--- INFORMATION SHOWN ---

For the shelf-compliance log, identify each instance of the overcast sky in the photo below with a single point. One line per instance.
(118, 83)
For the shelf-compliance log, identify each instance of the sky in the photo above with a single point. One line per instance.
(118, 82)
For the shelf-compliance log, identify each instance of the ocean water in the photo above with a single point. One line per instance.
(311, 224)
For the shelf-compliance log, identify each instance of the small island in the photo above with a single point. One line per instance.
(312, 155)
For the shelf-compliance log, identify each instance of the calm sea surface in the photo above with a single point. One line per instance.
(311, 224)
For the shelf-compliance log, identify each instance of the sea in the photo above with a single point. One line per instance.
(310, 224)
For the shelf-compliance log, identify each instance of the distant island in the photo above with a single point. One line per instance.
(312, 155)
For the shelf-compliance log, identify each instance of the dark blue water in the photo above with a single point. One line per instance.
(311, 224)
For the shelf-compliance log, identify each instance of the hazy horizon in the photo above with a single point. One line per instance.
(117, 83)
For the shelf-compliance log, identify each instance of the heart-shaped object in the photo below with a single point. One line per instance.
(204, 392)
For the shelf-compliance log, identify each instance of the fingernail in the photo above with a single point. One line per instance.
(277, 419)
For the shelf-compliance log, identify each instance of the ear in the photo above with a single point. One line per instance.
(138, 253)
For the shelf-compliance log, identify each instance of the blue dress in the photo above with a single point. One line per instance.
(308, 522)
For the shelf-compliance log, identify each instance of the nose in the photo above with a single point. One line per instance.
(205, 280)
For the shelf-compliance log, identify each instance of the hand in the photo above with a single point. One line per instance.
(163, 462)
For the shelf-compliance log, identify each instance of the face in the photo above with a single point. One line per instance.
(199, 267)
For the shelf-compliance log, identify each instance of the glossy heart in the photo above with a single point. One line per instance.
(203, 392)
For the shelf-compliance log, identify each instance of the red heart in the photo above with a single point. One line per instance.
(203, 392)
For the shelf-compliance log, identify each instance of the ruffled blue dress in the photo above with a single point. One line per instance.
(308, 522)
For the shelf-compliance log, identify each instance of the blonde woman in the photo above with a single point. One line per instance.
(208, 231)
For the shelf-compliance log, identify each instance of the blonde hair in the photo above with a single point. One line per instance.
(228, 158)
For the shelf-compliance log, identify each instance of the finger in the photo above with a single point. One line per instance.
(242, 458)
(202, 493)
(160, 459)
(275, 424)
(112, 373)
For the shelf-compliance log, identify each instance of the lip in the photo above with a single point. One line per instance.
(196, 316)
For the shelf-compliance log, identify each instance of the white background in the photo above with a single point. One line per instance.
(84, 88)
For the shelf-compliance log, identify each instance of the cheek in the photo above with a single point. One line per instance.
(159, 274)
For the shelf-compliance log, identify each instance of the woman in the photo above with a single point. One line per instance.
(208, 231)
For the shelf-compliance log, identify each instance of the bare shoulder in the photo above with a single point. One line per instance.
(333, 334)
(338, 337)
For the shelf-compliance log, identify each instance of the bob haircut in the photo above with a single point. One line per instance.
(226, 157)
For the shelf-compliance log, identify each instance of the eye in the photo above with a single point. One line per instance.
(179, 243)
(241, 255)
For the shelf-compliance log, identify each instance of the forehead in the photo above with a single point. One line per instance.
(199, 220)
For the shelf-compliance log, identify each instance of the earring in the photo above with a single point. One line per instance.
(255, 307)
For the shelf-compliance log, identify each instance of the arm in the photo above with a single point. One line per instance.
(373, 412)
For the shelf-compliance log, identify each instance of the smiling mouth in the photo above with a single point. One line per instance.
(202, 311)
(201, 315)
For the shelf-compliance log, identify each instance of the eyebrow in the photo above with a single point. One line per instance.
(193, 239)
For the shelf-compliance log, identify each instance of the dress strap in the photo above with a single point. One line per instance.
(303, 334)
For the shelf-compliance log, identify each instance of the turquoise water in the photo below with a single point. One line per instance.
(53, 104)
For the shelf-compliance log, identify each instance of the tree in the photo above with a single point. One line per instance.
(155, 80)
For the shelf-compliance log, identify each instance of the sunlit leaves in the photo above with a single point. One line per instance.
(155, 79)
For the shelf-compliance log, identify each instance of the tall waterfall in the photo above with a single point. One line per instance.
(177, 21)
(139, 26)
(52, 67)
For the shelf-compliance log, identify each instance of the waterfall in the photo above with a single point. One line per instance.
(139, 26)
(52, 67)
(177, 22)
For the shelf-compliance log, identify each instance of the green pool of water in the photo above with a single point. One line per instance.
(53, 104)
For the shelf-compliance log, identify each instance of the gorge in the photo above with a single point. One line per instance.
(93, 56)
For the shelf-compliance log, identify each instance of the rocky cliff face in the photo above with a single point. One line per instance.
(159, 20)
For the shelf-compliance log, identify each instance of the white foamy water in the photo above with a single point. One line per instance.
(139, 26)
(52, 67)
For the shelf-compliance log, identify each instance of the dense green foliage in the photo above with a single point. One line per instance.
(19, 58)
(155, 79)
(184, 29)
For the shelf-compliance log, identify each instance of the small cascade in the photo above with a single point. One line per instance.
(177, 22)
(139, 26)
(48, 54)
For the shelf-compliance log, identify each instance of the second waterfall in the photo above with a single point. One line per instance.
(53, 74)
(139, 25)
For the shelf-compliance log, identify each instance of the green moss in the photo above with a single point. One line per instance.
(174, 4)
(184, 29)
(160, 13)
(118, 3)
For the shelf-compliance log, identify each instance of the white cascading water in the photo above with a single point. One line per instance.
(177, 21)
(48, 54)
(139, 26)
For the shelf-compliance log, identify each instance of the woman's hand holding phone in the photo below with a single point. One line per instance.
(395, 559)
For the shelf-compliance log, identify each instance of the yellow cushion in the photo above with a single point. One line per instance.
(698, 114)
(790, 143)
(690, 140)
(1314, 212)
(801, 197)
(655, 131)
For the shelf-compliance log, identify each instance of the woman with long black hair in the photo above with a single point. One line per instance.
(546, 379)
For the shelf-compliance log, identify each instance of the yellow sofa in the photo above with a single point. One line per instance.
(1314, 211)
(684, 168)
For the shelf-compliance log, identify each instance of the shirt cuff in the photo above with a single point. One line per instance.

---

◆ WHAT YOU SHOULD DO ◆
Every line above should be transcribed exactly.

◆ ANSWER SECTION ◆
For the shelf-compliance log, identify each instance of the overcast sky in the photo below with a single point. One line per instance.
(118, 83)
For the shelf-compliance log, identify each instance of the sky in the photo above with a single point. One line per instance.
(118, 82)
For the shelf-compliance log, identify each instance of the ocean water in the photo above with a single point. One line per instance.
(311, 224)
For the shelf-compliance log, identify each instance of the small island in the photo above with a single point. One line per instance.
(312, 155)
For the shelf-compliance log, identify each instance of the calm sea surface in the photo above with a single point. One line per instance.
(311, 224)
For the shelf-compliance log, identify each instance of the sea in the photo above with a single point. One line per instance.
(310, 224)
For the shelf-compliance log, identify each instance of the distant island in the photo above with a single point. One line per instance.
(312, 155)
For the shelf-compliance log, identify each instance of the dark blue water in the photo above with a single point. One line per instance.
(311, 224)
For the shelf-compliance log, identify each instance of the hazy horizon in the photo above with a single point. One line per instance.
(117, 83)
For the shelf-compliance log, identify each instance of the heart-shaped object in the photo below with a single point. One line per instance.
(204, 392)
For the shelf-compliance log, identify each instance of the fingernail in the photo above with a single point. One line per instance.
(277, 419)
For the shelf-compliance log, identify each instance of the ear in the photo above with a single point. One line per instance.
(138, 253)
For the shelf-compliance log, identify each instance of the blue dress in the photo above with a single point. One line per instance.
(308, 522)
For the shelf-compliance log, identify each instance of the nose in the photo above with a single point. One line per instance.
(205, 280)
For the shelf-compliance log, identify each instance of the hand in the photo above with a single point. One line per instance.
(163, 462)
For the shelf-compliance log, identify each instance of the face in the photo above with a single point. One line per instance.
(199, 267)
For the shelf-compliance log, identify each instance of the glossy heart in the photo above with a single point. One line per instance.
(203, 392)
For the shelf-compliance log, identify each instance of the red heart in the photo above with a single point. One line per instance.
(203, 392)
For the shelf-compliance log, identify each instance of the ruffled blue dress in the photo above with a single point. One line per instance.
(308, 522)
For the shelf-compliance log, identify each instance of the blonde woman in the photo above with a single point. One line per instance.
(208, 231)
For the shelf-compliance log, identify each instance of the blonde hair in the photo above with a single point. One line per instance.
(228, 158)
For the shelf-compliance log, identify each instance of the finger in the photo above with a single point. One line per instance.
(242, 458)
(202, 493)
(160, 459)
(275, 424)
(112, 373)
For the shelf-compliance log, identify each instance of the lip in the photo above with a single point. One line per instance.
(196, 316)
For the shelf-compliance log, identify each instance of the white background in the photo above with a single point. One line per instance.
(84, 88)
For the shelf-compliance log, identify each instance of the cheek in the photo above with a single point. One line per instance.
(159, 274)
For the shelf-compliance log, identify each instance of the woman in the photo above with a single point. One line per instance.
(208, 231)
For the shelf-compliance log, identify each instance of the bare shoulder in the photo above with a single point. One line per instance.
(333, 334)
(338, 337)
For the shelf-compliance log, identify each instance of the bob haircut in the photo above with a single point. One line per instance.
(226, 157)
For the shelf-compliance log, identify each instance of the eye in the photo above with a single point. One line per instance.
(179, 243)
(241, 255)
For the shelf-compliance log, identify each instance of the forehead in the photo above with a single point. One line per instance.
(199, 220)
For the shelf-compliance log, identify each instance of the earring in the photo above with a single point. One line per instance.
(255, 307)
For the shelf-compliance log, identify each instance of the arm in the photo above with a single point. One line per instance.
(373, 412)
For the shelf-compliance log, identify each instance of the smiling mouth in the photo above with a single point. One line per instance.
(202, 311)
(201, 315)
For the shelf-compliance log, identify each instance of the eyebrow in the photo above with a single point. One line per instance.
(193, 239)
For the shelf-compliance log, identify each instance of the dress strap in the photo above with a single point. One line per instance.
(303, 334)
For the shelf-compliance log, identify each instance of the turquoise water in the photo below with a single point. One line per instance.
(53, 104)
For the shelf-compliance log, identify each instance of the tree in the photo above with a single point. One line per instance.
(155, 80)
For the shelf-compliance log, identify each instance of the sunlit leaves in the photo above with a single point. One line per instance.
(155, 79)
For the shelf-compliance log, identify each instance of the tall waterfall in the photo above with a single point. One line per instance.
(177, 21)
(139, 26)
(52, 67)
For the shelf-compliance log, identify each instance of the waterfall in the photo above with a single point. One line per instance.
(139, 26)
(52, 67)
(177, 22)
For the shelf-compliance log, identify each instance of the green pool of water in the photo above with a single point. One line per instance.
(53, 104)
For the shelf-compliance log, identify each instance of the gorge in the photo above with a single point. One line per instance.
(93, 56)
For the shelf-compliance log, identify each instance of the rocky cliff face in the photo above with a single point. One line per instance.
(159, 20)
For the shelf-compliance log, identify each instance of the white foamy water in the photo above with a single point. One line per instance.
(139, 26)
(52, 67)
For the shelf-compliance log, identify each instance of the dense green foliage in the photo above with a single point. One line per instance.
(19, 58)
(155, 79)
(184, 29)
For the shelf-compliance log, identify each instance of the small cascade in the photo above with a single point. One line per instance.
(177, 22)
(139, 26)
(48, 54)
For the shelf-compliance log, identify each instance of the second waterfall in the photo above with a single point. One line per instance.
(53, 74)
(139, 25)
For the shelf-compliance log, identify each instance of the green moss in the photo above with a single point. One line per instance.
(174, 4)
(184, 29)
(160, 13)
(118, 3)
For the shelf-compliance log, identify each instance of the white cascading water in the photo above with a single point. One line per instance.
(177, 21)
(48, 54)
(139, 26)
For the shelf-compliance log, identify each instance of the woman's hand holding phone in the photo below with a single point. One line per instance.
(395, 559)
For the shelf-compliance log, identify each instance of the yellow cushion in the photo above with a single point. One line per instance.
(698, 114)
(790, 143)
(690, 140)
(1314, 212)
(801, 197)
(655, 131)
For the shelf-compliance log, identify each instance of the woman with long black hair in the photo above with a single point. One line per instance.
(546, 379)
For the shelf-compliance log, identify each instance of the yellow sofa in the photo above with a single point. One line per instance.
(1314, 211)
(684, 168)
For the shelf-compliance log, identify each instance of the shirt cuff in the photo above with a single point. One line per instance.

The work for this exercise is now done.